» What is required
List every line in the items below that contains the string "target", matching case exactly.

[Saved entries]
####################

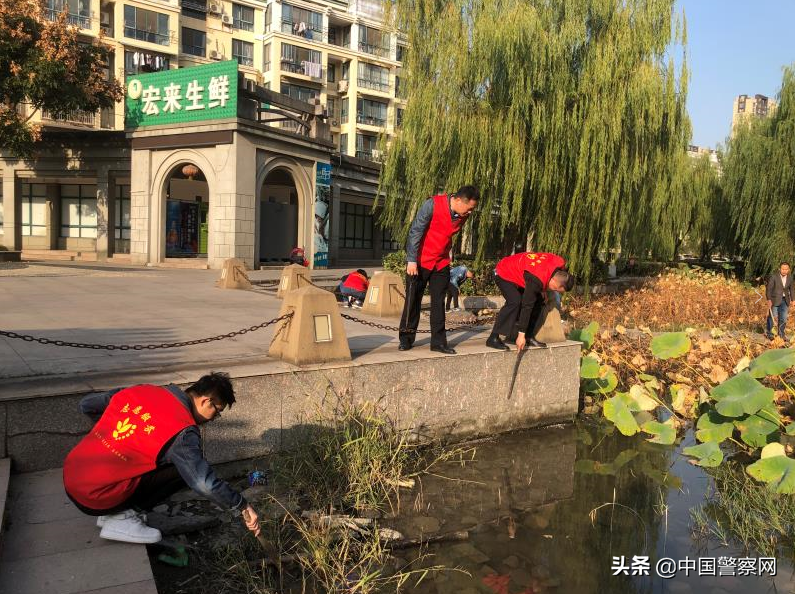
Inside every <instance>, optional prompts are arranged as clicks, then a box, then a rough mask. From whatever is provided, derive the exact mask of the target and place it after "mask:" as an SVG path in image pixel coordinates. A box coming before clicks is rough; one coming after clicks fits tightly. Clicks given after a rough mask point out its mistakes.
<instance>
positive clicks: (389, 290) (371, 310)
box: [362, 271, 405, 318]
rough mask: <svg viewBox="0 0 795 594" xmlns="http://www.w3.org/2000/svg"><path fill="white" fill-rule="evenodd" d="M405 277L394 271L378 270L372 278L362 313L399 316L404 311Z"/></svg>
mask: <svg viewBox="0 0 795 594" xmlns="http://www.w3.org/2000/svg"><path fill="white" fill-rule="evenodd" d="M404 291H405V289H404V287H403V279H401V278H400V277H399V276H398V275H397V274H395V273H394V272H381V271H378V272H376V273H375V274H374V275H373V278H372V279H371V280H370V286H369V287H368V288H367V295H366V296H365V298H364V307H363V308H362V313H364V314H370V315H373V316H378V317H381V318H399V317H400V316H401V314H402V313H403V302H404V301H405V297H404Z"/></svg>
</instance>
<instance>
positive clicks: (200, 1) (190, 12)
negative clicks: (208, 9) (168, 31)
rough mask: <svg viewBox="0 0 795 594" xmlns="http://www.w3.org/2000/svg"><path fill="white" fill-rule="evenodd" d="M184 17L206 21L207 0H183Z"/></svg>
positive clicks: (183, 15) (183, 11)
mask: <svg viewBox="0 0 795 594" xmlns="http://www.w3.org/2000/svg"><path fill="white" fill-rule="evenodd" d="M182 15H183V16H186V17H190V18H192V19H198V20H200V21H206V20H207V0H182Z"/></svg>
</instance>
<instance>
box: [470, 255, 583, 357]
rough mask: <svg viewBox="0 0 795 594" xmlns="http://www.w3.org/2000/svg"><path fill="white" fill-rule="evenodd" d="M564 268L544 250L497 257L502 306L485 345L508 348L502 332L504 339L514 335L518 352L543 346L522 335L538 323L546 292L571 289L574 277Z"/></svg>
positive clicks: (558, 257)
mask: <svg viewBox="0 0 795 594" xmlns="http://www.w3.org/2000/svg"><path fill="white" fill-rule="evenodd" d="M565 267H566V261H565V260H564V259H563V258H561V257H560V256H558V255H557V254H549V253H544V252H538V253H537V252H521V253H518V254H514V255H513V256H508V257H507V258H503V259H502V260H500V261H499V262H498V263H497V268H496V270H495V273H496V281H497V286H498V287H499V289H500V292H501V293H502V295H503V297H505V305H503V306H502V309H500V313H499V314H497V320H496V322H495V323H494V328H493V329H492V331H491V336H489V338H488V340H486V345H487V346H490V347H492V348H494V349H500V350H508V346H507V345H506V344H505V343H504V342H503V341H502V339H501V338H500V334H502V335H503V336H505V337H506V338H507V339H508V340H513V339H514V337H516V347H517V348H518V349H519V350H520V351H521V350H522V349H524V347H525V345H530V346H534V347H545V346H547V345H546V344H544V343H543V342H539V341H537V340H536V339H535V338H529V339H528V338H526V334H527V333H529V332H532V331H533V329H534V328H535V326H536V323H537V322H538V316H539V315H540V314H541V310H542V309H543V307H544V303H545V302H546V297H547V291H555V292H557V293H564V292H566V291H571V290H572V288H574V277H573V276H572V275H570V274H569V273H568V271H567V270H566V268H565Z"/></svg>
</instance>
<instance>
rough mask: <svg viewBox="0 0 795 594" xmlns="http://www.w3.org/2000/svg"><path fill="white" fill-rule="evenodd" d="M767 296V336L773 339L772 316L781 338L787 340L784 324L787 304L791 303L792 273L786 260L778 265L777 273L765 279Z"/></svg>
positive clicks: (788, 304) (786, 315)
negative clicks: (776, 273)
mask: <svg viewBox="0 0 795 594" xmlns="http://www.w3.org/2000/svg"><path fill="white" fill-rule="evenodd" d="M765 293H766V297H767V337H768V338H769V339H771V340H772V339H773V318H775V319H776V327H777V328H778V335H779V337H780V338H781V340H783V341H785V342H786V340H787V335H786V332H785V330H786V326H787V314H788V313H789V305H790V303H792V293H793V291H792V275H791V274H790V266H789V263H787V262H782V263H781V265H780V266H779V270H778V274H773V275H772V276H771V277H770V279H768V281H767V289H766V290H765Z"/></svg>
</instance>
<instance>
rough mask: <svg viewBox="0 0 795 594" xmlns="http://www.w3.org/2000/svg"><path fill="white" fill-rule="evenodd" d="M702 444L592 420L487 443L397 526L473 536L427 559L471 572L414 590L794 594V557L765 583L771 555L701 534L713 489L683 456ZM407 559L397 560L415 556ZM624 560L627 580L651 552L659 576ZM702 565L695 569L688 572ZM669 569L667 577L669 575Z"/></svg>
mask: <svg viewBox="0 0 795 594" xmlns="http://www.w3.org/2000/svg"><path fill="white" fill-rule="evenodd" d="M693 443H694V441H693V438H692V435H691V434H688V435H687V436H686V437H685V439H684V440H683V441H682V443H680V444H678V446H677V447H676V448H673V447H664V446H657V445H655V444H651V443H648V442H646V441H645V440H644V439H643V438H627V437H624V436H622V435H620V434H619V433H618V432H617V431H615V432H611V431H610V430H609V428H606V427H603V426H597V425H593V424H588V423H582V422H581V423H578V425H577V426H573V425H569V426H562V427H552V428H546V429H542V430H536V431H527V432H521V433H514V434H510V435H505V436H500V437H498V438H495V439H494V440H489V441H486V442H482V443H478V444H476V448H477V449H476V455H475V458H476V460H475V461H474V462H469V463H466V464H464V465H461V464H454V463H445V464H444V465H441V466H439V467H437V468H436V473H437V474H438V475H441V476H430V477H425V478H424V479H423V480H422V482H421V484H419V485H418V486H417V488H416V489H415V490H414V492H412V493H411V495H410V496H409V495H408V494H406V495H404V500H403V501H401V516H400V518H398V519H397V520H395V522H394V526H395V527H396V528H398V529H399V530H401V531H403V532H404V534H406V535H407V536H417V535H418V533H420V532H422V533H424V534H426V535H433V534H440V533H442V534H444V533H452V532H454V531H458V530H463V529H467V530H469V531H470V536H469V538H468V539H467V540H463V541H460V542H445V543H443V544H438V545H433V546H431V547H430V548H429V549H428V551H426V552H428V553H431V554H432V556H431V557H429V558H428V559H427V560H425V561H424V563H426V564H427V565H433V564H436V563H438V564H443V565H445V566H447V567H459V568H461V569H464V570H466V571H467V572H468V573H469V574H471V575H466V574H465V573H463V572H456V571H445V572H442V573H440V574H438V575H436V576H434V577H429V578H427V579H426V580H425V581H423V582H422V583H420V585H419V586H417V587H415V588H413V589H411V591H412V592H428V593H434V592H435V593H440V594H441V593H445V594H446V593H453V592H455V593H462V594H476V593H489V592H491V593H500V594H502V593H505V594H517V593H523V594H530V593H538V592H547V591H549V592H560V593H563V592H565V593H573V594H590V593H600V594H601V593H605V594H607V593H621V594H624V593H639V594H640V593H644V594H646V593H649V594H650V593H663V592H699V593H701V592H704V593H709V594H726V593H740V592H742V593H744V594H754V593H762V592H783V593H791V592H795V577H794V576H793V565H792V563H791V559H792V551H790V552H789V556H787V555H786V554H783V555H782V554H779V555H778V558H777V560H776V571H775V574H776V575H769V574H770V573H771V572H770V571H769V570H768V568H765V571H764V573H765V575H762V576H760V575H759V566H758V558H759V557H760V556H762V557H763V555H760V554H758V553H756V552H755V551H747V552H746V551H744V550H743V547H742V546H741V545H739V544H738V543H734V544H730V545H729V546H724V545H722V544H721V543H719V542H716V541H715V539H710V540H706V539H704V538H701V539H698V538H695V537H693V536H692V534H691V525H692V520H691V516H690V510H691V509H693V508H696V507H699V506H700V505H701V504H703V503H704V502H705V499H704V496H705V493H706V492H707V489H708V488H709V486H710V482H711V479H710V477H709V476H708V475H707V474H706V473H705V472H704V471H703V470H702V469H700V468H698V467H695V466H692V465H691V464H689V463H688V462H687V459H686V457H685V456H683V455H682V454H681V449H682V448H683V447H687V446H689V445H693ZM594 462H597V463H598V464H594ZM611 464H612V465H611ZM618 466H620V468H616V467H618ZM597 469H598V472H600V473H604V474H598V473H597V472H595V471H596V470H597ZM609 473H613V474H609ZM453 478H454V479H460V480H458V481H453V480H450V479H453ZM406 499H410V500H409V501H407V500H406ZM594 510H595V511H594ZM402 552H403V553H404V556H403V558H399V559H398V562H400V561H402V560H405V561H406V562H409V561H411V560H412V559H413V558H414V556H416V552H413V551H410V550H406V551H402ZM400 553H401V551H398V552H397V554H398V555H400ZM622 556H623V557H624V560H625V565H626V566H627V567H628V569H629V571H628V572H627V573H631V572H632V565H633V557H636V556H647V557H648V558H649V567H648V575H635V576H633V575H623V574H622V575H613V573H614V559H613V558H614V557H619V558H620V557H622ZM721 557H726V558H730V559H731V560H720V558H721ZM787 557H789V558H787ZM662 558H669V559H672V560H673V562H674V563H675V564H676V565H675V567H676V570H675V571H674V574H673V576H672V577H670V578H664V577H661V576H660V575H659V574H658V570H657V562H658V561H659V560H660V559H662ZM741 558H743V559H752V560H753V563H754V567H753V568H751V569H746V568H747V567H748V564H749V563H751V562H750V561H747V560H746V561H743V562H742V565H743V569H742V570H740V569H739V567H738V566H735V567H734V568H733V569H732V568H731V567H730V564H731V563H732V560H733V561H734V563H737V564H740V559H741ZM710 559H713V560H714V565H712V568H710V561H709V560H710ZM637 561H638V560H636V562H637ZM691 562H692V566H693V567H694V568H695V569H689V570H688V565H690V563H691ZM667 563H668V562H663V565H661V566H660V571H659V573H662V574H666V573H670V572H669V571H668V570H667V565H666V564H667ZM699 568H701V571H699ZM638 569H639V570H640V571H641V573H643V567H642V566H640V565H638ZM711 572H714V573H715V574H717V575H708V574H709V573H711ZM751 572H752V573H753V574H754V575H739V574H740V573H746V574H747V573H751ZM699 573H701V575H699ZM730 573H734V575H727V574H730ZM721 574H723V575H721Z"/></svg>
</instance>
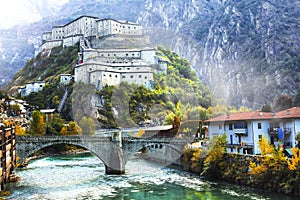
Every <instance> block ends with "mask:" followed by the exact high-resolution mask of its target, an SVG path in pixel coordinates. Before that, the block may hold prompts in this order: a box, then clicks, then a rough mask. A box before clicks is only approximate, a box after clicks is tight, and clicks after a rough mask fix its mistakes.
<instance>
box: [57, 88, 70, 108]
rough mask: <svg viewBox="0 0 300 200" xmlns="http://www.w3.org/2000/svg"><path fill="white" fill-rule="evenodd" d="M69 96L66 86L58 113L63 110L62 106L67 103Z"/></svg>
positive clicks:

####################

» Result of this exercise
Inside every <instance>, optional prompts are arranged as clicks, then a box, then a rough mask. From whatever is provided, derive the exact mask of the target and place it after "mask:" as an SVG path in image pixel coordinates. A box coming before clicks is rough; one coming after clicks fits tightly. Clicks given after a rough mask point out its mistakes.
Every <instance> block ends with "mask:" followed by the exact high-resolution mask of its target, an SVG path in pixel coordinates. Before that, the block may hold prompts in this order: a box, then clicks, then a rough mask. A box before clicks is only approximate, a box after clicks is tight, and clicks after a rough mask fix its mistakes.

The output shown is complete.